■ SUPPLIED DATA ■
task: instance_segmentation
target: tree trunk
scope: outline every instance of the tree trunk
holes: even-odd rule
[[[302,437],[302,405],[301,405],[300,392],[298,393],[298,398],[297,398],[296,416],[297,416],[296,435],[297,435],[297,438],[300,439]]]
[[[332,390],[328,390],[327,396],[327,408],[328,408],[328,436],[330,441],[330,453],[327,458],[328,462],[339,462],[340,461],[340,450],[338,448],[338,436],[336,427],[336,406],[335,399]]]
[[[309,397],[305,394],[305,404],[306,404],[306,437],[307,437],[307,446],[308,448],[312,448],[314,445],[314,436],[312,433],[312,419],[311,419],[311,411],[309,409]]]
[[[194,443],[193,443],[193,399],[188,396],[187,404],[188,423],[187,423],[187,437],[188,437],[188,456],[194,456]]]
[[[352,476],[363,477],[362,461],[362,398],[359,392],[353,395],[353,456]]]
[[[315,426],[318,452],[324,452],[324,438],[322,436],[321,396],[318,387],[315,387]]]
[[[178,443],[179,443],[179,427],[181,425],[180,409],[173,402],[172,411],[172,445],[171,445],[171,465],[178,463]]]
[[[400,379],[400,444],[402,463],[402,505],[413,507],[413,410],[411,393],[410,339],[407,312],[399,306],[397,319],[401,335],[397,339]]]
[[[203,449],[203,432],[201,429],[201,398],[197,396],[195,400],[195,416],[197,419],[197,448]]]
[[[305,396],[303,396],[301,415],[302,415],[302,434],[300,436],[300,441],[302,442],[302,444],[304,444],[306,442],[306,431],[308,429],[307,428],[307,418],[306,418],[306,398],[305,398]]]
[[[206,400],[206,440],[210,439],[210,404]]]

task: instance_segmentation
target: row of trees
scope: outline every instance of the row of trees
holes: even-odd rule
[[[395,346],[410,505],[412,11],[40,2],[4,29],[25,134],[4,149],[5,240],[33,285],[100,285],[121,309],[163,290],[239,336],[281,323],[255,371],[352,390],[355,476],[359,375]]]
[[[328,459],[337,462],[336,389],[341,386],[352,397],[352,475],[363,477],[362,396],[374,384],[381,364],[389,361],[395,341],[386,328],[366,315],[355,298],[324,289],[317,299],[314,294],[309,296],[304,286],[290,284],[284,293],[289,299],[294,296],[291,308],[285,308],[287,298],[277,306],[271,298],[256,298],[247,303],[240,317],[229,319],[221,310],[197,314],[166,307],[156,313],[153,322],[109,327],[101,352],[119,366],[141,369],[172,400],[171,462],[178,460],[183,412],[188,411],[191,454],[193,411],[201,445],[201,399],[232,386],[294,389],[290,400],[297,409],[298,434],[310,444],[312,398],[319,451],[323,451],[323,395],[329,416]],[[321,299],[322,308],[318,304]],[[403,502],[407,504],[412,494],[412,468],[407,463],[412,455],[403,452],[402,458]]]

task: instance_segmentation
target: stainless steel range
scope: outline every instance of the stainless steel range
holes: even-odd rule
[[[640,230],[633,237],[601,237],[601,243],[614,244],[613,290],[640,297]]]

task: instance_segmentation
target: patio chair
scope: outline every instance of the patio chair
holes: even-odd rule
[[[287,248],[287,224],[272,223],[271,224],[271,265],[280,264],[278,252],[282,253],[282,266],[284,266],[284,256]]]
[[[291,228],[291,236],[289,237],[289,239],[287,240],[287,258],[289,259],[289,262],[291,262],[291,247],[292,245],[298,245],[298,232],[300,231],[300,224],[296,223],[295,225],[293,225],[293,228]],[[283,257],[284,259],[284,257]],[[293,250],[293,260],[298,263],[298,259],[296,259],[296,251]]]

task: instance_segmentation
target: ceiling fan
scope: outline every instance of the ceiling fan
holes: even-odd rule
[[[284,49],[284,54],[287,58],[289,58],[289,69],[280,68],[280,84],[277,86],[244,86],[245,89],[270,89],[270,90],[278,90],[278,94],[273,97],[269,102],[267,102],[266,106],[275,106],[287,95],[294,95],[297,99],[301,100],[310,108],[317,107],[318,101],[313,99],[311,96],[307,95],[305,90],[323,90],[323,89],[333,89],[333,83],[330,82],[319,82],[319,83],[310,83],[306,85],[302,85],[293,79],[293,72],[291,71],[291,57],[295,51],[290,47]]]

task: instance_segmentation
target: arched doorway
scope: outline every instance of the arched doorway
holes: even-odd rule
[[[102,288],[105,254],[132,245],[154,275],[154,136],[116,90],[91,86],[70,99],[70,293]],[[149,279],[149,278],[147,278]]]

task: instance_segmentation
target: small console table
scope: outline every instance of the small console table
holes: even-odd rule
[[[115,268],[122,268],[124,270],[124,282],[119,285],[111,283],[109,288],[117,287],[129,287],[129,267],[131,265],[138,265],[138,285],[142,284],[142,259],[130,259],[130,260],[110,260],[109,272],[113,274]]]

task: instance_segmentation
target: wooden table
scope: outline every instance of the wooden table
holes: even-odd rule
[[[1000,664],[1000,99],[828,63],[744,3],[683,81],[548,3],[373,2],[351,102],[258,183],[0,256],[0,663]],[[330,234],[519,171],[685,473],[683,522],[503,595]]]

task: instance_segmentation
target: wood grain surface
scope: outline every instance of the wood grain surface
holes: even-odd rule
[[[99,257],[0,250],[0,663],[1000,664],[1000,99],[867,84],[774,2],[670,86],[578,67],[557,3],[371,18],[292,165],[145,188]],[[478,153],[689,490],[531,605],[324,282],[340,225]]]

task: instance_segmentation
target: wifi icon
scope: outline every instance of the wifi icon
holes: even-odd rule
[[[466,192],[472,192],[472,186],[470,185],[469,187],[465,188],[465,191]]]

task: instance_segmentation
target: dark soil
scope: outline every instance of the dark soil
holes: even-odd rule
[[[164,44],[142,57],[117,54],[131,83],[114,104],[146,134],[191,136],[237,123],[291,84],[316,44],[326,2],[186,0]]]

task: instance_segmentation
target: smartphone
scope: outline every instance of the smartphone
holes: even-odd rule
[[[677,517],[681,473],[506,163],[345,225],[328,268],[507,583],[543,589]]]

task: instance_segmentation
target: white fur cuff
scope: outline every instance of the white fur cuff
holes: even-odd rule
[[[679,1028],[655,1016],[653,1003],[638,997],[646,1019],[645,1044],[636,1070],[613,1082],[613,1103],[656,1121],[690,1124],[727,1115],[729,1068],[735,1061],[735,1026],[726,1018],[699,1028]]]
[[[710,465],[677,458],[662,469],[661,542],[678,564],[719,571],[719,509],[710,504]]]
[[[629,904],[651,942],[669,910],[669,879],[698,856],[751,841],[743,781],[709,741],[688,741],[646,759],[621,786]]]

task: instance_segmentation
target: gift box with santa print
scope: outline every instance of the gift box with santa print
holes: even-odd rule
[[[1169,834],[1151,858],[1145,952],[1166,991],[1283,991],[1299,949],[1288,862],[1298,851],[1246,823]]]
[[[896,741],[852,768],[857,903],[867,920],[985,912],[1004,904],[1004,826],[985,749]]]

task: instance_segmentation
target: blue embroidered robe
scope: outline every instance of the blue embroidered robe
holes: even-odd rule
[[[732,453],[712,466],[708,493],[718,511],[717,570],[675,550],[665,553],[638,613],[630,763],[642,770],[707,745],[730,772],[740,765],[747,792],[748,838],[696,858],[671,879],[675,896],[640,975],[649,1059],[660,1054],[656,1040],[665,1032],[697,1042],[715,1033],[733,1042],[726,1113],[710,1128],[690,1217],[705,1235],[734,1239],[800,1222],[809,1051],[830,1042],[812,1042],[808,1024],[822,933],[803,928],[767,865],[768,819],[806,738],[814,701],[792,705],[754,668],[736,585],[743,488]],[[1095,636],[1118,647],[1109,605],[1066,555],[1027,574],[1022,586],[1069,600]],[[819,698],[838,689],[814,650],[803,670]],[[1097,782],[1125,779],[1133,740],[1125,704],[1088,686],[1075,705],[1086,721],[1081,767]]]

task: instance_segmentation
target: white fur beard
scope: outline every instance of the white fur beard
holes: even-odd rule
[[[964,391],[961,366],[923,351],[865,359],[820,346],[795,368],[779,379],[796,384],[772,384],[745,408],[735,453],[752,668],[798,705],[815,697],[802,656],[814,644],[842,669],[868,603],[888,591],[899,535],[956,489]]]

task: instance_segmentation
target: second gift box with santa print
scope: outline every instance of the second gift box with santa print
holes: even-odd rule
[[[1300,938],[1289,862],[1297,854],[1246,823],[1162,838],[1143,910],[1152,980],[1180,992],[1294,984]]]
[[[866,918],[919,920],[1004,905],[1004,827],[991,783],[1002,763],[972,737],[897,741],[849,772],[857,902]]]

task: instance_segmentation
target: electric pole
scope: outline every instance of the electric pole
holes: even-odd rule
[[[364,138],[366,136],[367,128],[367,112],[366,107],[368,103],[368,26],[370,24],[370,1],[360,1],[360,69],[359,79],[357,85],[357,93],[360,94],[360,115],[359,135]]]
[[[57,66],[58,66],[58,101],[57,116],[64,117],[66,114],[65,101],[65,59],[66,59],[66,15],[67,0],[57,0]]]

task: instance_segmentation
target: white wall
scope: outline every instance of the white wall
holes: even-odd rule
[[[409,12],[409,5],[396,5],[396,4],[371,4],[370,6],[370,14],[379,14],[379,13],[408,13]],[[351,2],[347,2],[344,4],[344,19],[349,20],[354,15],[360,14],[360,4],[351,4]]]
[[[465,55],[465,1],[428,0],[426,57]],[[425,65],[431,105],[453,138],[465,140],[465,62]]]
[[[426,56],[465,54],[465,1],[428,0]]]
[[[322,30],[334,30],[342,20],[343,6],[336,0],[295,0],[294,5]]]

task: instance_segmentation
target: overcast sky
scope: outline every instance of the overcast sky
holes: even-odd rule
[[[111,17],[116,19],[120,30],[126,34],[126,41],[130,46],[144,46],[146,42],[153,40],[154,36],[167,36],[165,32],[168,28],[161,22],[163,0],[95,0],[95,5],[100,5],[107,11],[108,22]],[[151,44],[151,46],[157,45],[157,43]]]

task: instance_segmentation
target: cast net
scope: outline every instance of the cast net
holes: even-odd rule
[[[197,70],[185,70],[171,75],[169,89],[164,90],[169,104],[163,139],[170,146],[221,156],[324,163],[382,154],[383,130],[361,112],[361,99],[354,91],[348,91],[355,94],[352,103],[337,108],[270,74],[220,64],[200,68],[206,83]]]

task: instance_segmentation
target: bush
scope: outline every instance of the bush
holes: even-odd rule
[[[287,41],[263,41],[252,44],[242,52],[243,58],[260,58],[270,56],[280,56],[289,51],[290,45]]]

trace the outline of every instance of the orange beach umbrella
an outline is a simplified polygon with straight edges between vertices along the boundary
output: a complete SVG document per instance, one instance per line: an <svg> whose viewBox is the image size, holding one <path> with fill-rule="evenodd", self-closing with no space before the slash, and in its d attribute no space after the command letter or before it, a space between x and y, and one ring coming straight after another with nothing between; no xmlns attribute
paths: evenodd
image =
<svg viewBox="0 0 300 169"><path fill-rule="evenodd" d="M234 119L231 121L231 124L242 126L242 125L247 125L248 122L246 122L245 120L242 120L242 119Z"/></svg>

■ WHAT THE TASK REQUIRES ■
Please reproduce the lines from the line with "scope: outline every instance of the second" to the line with "scope: outline every instance of the electric", both ends included, exactly as they appear above.

■ WRITTEN ANSWER ■
scope: outline every instance of the second gift box with santa print
holes: even-odd rule
[[[1300,938],[1289,862],[1297,854],[1246,823],[1162,838],[1143,910],[1152,980],[1180,992],[1294,984]]]
[[[866,918],[919,920],[1004,905],[1004,827],[991,783],[1002,763],[972,737],[897,741],[849,772],[857,902]]]

task: instance_segmentation
target: electric pole
scope: outline every instance of the electric pole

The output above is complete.